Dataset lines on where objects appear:
::::::::::
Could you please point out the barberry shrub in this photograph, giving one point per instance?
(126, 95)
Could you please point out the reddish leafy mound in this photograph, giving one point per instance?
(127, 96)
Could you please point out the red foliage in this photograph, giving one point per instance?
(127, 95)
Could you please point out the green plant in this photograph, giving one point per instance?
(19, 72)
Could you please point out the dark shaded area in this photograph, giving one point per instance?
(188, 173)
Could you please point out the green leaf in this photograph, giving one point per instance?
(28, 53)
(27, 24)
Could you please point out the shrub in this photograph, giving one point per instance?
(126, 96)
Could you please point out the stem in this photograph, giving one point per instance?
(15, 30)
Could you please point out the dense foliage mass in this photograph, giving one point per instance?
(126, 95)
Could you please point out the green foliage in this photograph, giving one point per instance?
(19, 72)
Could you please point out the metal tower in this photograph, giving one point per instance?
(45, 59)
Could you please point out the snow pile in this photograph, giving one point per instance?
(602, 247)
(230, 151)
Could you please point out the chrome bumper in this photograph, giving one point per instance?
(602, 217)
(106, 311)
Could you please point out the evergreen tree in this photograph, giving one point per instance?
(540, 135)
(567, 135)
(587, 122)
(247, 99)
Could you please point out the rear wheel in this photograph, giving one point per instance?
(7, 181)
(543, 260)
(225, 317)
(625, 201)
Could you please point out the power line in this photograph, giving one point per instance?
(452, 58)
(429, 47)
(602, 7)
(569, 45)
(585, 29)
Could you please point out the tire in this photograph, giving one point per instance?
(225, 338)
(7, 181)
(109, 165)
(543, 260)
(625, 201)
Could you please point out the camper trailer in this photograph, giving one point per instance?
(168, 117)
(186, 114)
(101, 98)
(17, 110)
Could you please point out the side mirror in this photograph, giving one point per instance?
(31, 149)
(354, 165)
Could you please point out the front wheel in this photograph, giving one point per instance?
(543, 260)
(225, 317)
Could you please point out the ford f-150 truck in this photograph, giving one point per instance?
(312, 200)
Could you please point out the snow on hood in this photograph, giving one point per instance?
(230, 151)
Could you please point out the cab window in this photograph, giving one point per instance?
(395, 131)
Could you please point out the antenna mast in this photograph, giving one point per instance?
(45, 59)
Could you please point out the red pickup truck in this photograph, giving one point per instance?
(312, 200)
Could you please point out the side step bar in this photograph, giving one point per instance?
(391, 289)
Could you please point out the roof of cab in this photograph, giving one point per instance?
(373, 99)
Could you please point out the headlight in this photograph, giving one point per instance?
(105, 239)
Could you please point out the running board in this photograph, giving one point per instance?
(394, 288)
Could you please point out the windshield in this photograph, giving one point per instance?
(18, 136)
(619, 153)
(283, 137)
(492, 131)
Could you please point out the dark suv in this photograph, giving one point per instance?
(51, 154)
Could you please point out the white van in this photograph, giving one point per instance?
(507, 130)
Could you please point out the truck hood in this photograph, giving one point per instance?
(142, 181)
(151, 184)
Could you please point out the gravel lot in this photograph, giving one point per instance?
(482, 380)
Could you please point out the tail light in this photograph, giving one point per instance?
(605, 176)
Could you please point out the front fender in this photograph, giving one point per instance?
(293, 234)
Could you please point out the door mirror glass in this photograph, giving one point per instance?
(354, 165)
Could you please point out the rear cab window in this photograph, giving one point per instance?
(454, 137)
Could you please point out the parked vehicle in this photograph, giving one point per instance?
::::::::::
Objective: Rewrite every line above as a numbered list, skipping any blank ones.

Result below:
1. Could you please point out the barberry shrub in this photograph, giving one point per instance?
2. (126, 95)
3. Could you please point out the reddish leafy mound in this photograph, giving one point per instance?
4. (127, 96)
5. Could you please point out the red foliage in this photograph, giving one point per instance?
6. (127, 95)
7. Could you please point out the green plant in this photograph, giving one point per instance?
8. (19, 72)
9. Could you please point out the dark shaded area in this photograph, giving one point per instance?
10. (188, 173)
11. Could you please point out the green leaf in this photograph, giving one point per instance?
12. (28, 53)
13. (27, 24)
14. Could you please point out the shrub in this photograph, giving one point per instance?
15. (126, 96)
16. Could you please point out the stem in this photograph, giving one point per instance?
17. (15, 30)
18. Could you please point out the dense foliage mass in this photograph, giving one point per instance?
19. (126, 95)
20. Could you please point out the green foliage in this photograph, giving one point per instance?
21. (19, 72)
22. Could you please point out the metal tower in this photograph, giving one point per instance?
23. (45, 59)
24. Could you please point out the snow pile in this photograph, giving one point per instance?
25. (602, 247)
26. (230, 151)
27. Could you please point out the chrome bumper in this photograph, giving one point per instance?
28. (602, 217)
29. (106, 311)
30. Could you please point out the evergreen tree in this photograph, giving one point per instance?
31. (540, 135)
32. (567, 135)
33. (587, 122)
34. (247, 99)
35. Could you please point out the rear wheel in this photograph, giving one point per instance?
36. (7, 181)
37. (543, 260)
38. (225, 317)
39. (625, 201)
40. Could you please point out the power line in this photograph, giving one point per instance?
41. (452, 58)
42. (429, 47)
43. (602, 7)
44. (569, 45)
45. (585, 29)
46. Could you please point out the tire in this photograph, giving one point per instance?
47. (225, 338)
48. (7, 181)
49. (109, 165)
50. (543, 260)
51. (625, 201)
52. Could you please point out the camper trailer in this photograph, giving one point per instance?
53. (168, 117)
54. (186, 114)
55. (101, 98)
56. (17, 110)
57. Could you please point out the side mirror in this photograph, giving one point per instance?
58. (31, 149)
59. (354, 165)
60. Could you please point out the front wheel in this photograph, giving one point per instance?
61. (543, 260)
62. (225, 317)
63. Could you please point out the ford f-150 truck in this photograph, giving one point per instance?
64. (312, 200)
65. Could you please point out the snow on hood in this photograph, giving one point per instance?
66. (230, 151)
67. Could you please point out the cab window in this photograph, giving one point per instance?
68. (395, 131)
69. Could you please point out the antenna mast in this photograph, giving one point per instance?
70. (45, 59)
71. Could you please point out the red pickup truck in this photograph, giving one point per instance?
72. (312, 200)
73. Could you please point out the side step bar in this photograph, giving one point per instance?
74. (391, 289)
75. Could you please point out the roof of cab in this photograph, giving one point per instance?
76. (373, 99)
77. Could you please point out the headlight in this photograph, giving one point per instance?
78. (105, 239)
79. Could you please point out the running board in this photograph, giving one point per instance?
80. (394, 288)
81. Could you please point out the windshield in this photograph, giving one point per instance?
82. (18, 136)
83. (619, 153)
84. (283, 137)
85. (492, 131)
86. Could you please point out the dark suv in this photograph, giving one point per instance?
87. (51, 154)
88. Could you please point out the white van in this photograph, giving one point per instance?
89. (507, 130)
90. Could you please point out the truck hood in this photograph, giving one point per instance?
91. (142, 181)
92. (151, 184)
93. Could you please point out the gravel lot in this photograph, giving one point per instance?
94. (482, 380)
95. Could you please point out the tail light in this photograph, giving one point per instance?
96. (605, 176)
97. Could you please point out the front fender in this photograph, giving one point per instance?
98. (293, 234)
99. Could you please point out the door mirror glass in this photograph, giving one point per instance?
100. (354, 165)
101. Could you please point out the rear cab window in this photograph, giving one point per instance?
102. (454, 137)
103. Could you please point out the parked vehicle in this photograph, giving one point per instance?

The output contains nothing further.